* **The task**
Extend the passage about the students' narrative art project, starting after its last sentence.

Lance W. Rautzhan, North Manheim Township, a multidisciplinary artist whose primary practice is painting, introduced them to “narrative art.”

“To get us started on the project, we will gather three objects. You will photograph, find photographs or draw the following objects: an object that represents you, a random object you are drawn to and an object belonging to someone who has influenced you,” Rautzhan said at the start of the project.

“The idea would be that three seemingly unrelated objects can come together to tell a story,” Lori Remmel, high school graphic art teacher, said.

On Monday, 54 students who participated showed off their work.

“How’s your painting coming along?” Rautzhan asked senior Kaelyn Boran-Smith as he walked in with homemade cold coffee sealed in a mason jar.

“I added more to it,” Boran-Smith said.

Her painting was completed by the time class started Monday.

“I chose my Kutztown hoodie, because that’s where I’m going to college, a carton of diet green tea and a Fitbit, because I’m a very fit person. I play three sports and constantly run around doing stuff,” she said, referring to the activity tracker around her wrist. “It tells you the time, your steps, your heart rate and how many miles you walked, your calories and how many flights of steps you did.”

She had to find a way to represent all three in her painting, which features the word “Kutztown” repeated numerous times in a collage framed by numbers, statistics she pulled from her Fitbit.

“Those were my steps on different days. I started March 28 and they go up until Friday,” she said.

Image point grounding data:
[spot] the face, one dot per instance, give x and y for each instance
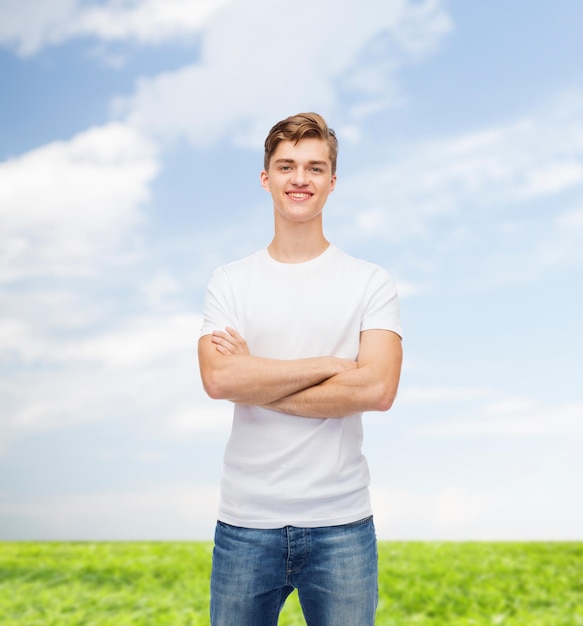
(299, 179)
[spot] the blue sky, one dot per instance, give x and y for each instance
(131, 145)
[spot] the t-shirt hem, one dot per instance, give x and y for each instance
(297, 522)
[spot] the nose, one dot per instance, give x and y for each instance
(300, 177)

* **Task answer**
Victoria LaBar, a senior, dedicated her project to her love for animals. Her illustration features an orca and an alligator and the kind of bars that keep them on display in pens.

“My three objects were an orca whale, an alligator ring I had and a rock at the end of a chain that tells you the truth about things, like a pendant,” LaBar said.

“In my design, what is being shown is pretty simple to interpret. Earlier this year, SeaWorld announced that the generation of orcas they have now is going to be the last generation. This is exciting, but they still are keeping this generation there,” LaBar said.

In her project, she expressed that by cutting into the fabric, suggesting the orca is being “harpooned.”

“The contrast of the bars behind the orca and the harpoon in his body ties this together. Behind bars you will find the alligator coming out. This shows that although animals are breaking out of bars, there are still very many animals struggling. This artwork shows how strongly I feel towards animal rights and activism,” LaBar said.

“The edge of this canvas is lined in black because I feel as though this is a dark situation that everyone likes to look over and not put light onto,” LaBar said.

“Also, I scraped the canvas with a razor blade mimicking the rake marks orcas get from other orcas at SeaWorld,” LaBar said.

Boran-Smith said one of the best parts of this project had nothing to do with art: “It was cool meeting Lance.”

Rautzhan is the son of the late Lance G. Rautzhan, who pitched in the 1977 and 1978 World Series for the Los Angeles Dodgers.

Rautzhan graduated from Blue Mountain High School in 1992.

According to his website, www.lancerautzhan.info, he studied social theory and philosophy at Indiana University of Pennsylvania. He earned a bachelor of arts degree in sociology from there in 1996.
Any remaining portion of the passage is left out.